- _Tasks for this exercise_:
A - Decide whether each statement agrees with the post on testing chatbots below. Answer yes or no for each, and quote the words of the post that decide it. (i) The author has always liked tests. (ii) Emoji Salad is a chat game played over SMS. (iii) The author holds that automated testing can fully replace human QA.
B - Write out the part of the post on testing chatbots below that runs between "Jul 20 2016" and "and developer sanity.", inclusive.
C - Continue the post on testing chatbots below, starting after its last sentence.

(Text section Opens)

Testing Chatbots

Jul 20 2016 4 min read

I love tests. I used to abhor them, but I’ve been burned enough times by enough codebases to appreciate a robust testing suite, and its ability to ensure well functioning code and developer sanity.

That’s why, as we developed our scripted bot, Emoji Salad, an Emoji Pictionary SMS-based chat game, tests were baked in from the start. These tests, and in particular the integration tests, have been vital throughout development. They’ve allowed us to iterate faster, cheaper, and with confidence that we’re not introducing new bugs along the way.

Chatbots bring their own set of challenges to testing. For us, those include, foremost, testing across environments: integrating third party platforms, like Facebook Messenger or Telegram, into a test suite is hard without a service-level separation between message delivery and bot logic. Additionally, If your platform charges for usage (like Twilio) and you’re running your test suite on it, testing can quickly send you to the poorhouse. Finally, while there’s no substitute for human QA, testing that the bot can coordinate across multiple people is a huge drag; having an automated solution for testing means you’ll test more often.

(Text section Closes)
(Data for review Opens)

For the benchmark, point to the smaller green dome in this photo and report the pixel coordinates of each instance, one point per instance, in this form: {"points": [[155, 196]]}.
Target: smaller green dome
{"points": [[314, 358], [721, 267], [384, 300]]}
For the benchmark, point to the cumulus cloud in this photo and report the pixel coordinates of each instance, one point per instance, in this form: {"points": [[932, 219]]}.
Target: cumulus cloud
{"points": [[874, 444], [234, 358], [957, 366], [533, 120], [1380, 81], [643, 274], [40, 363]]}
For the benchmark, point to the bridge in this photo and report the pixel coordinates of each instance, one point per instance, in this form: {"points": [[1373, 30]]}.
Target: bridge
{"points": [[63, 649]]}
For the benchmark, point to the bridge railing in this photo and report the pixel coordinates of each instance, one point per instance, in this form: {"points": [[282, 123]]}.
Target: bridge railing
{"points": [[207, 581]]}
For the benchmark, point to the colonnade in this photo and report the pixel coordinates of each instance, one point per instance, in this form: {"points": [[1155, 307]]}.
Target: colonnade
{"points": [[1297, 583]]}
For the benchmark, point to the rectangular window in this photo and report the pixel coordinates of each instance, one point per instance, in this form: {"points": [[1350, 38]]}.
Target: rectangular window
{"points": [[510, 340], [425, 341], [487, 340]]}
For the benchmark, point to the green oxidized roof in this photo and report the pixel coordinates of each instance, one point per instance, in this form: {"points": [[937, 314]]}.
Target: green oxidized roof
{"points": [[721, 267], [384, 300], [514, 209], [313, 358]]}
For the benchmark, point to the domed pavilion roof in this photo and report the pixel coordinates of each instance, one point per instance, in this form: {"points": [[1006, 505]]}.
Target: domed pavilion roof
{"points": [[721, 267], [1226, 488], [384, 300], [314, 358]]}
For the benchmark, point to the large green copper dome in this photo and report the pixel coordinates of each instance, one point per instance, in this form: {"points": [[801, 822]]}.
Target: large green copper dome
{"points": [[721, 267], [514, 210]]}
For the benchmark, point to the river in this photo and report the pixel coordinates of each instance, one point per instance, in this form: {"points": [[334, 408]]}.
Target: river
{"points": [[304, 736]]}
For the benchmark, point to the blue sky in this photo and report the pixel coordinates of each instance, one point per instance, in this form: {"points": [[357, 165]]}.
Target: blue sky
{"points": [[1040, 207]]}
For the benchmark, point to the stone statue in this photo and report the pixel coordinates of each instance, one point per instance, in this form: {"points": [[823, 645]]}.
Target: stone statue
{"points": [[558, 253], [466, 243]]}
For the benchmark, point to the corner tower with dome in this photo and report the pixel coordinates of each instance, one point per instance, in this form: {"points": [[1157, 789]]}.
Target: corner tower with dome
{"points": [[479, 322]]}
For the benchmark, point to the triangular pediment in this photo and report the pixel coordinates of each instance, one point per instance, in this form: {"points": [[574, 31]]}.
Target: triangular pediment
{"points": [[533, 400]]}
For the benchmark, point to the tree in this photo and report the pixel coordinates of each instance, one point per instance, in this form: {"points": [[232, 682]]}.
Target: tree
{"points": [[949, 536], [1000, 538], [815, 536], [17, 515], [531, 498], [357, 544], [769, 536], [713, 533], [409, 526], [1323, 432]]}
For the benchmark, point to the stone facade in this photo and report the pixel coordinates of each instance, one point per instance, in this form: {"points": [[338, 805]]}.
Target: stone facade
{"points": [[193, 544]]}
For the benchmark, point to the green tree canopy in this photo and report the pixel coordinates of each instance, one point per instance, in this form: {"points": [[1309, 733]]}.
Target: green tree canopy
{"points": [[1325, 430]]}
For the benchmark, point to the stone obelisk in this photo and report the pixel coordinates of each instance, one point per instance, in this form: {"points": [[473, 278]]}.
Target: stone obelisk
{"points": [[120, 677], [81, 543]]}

(Data for review Closes)

- _Results in order_:
A -
(i) No: "I used to abhor them"
(ii) Yes: "an Emoji Pictionary SMS-based chat game"
(iii) No: "while there’s no substitute for human QA"

B -
Jul 20 2016 4 min read

I love tests. I used to abhor them, but I’ve been burned enough times by enough codebases to appreciate a robust testing suite, and its ability to ensure well functioning code and developer sanity.

C -
Conspiring Bot

Bots Conspiring Against Your Tests

Some of the challenges we’ve faced while writing tests for our scripted Chatbot include:

Chatbots Can Vary the Things They Say

A well-designed bot brings some personality to the table, and a prime component of that is variability in conversation. Though our bot follows a script, it picks at random from a number of prewritten responses. Other sources of variability might be messages dependent on time of day, or location.

A Bot Can Say the Wrong Thing in the Right Way

A common scenario in our game is a message like:

A common scenario

Where the original code is:

👾 Hey %(avatar)s %(nickname)s, this is your time to shine. Your phrase is: %(clue)s

Our Test Suite accepts wildcards for any of the arguments, allowing us to separate the contents from the container, and test each separately.

Bots Initiating Conversations Need Attention, Too

Not all bot communication is initiated by the user. Bots can proactively message users too. For instance, Poncho sent me a severe weather alert the other day:

Poncho

Bots Might Coordinate Across Multiple Users

A particular challenge for us is QAing functionality across multiple users.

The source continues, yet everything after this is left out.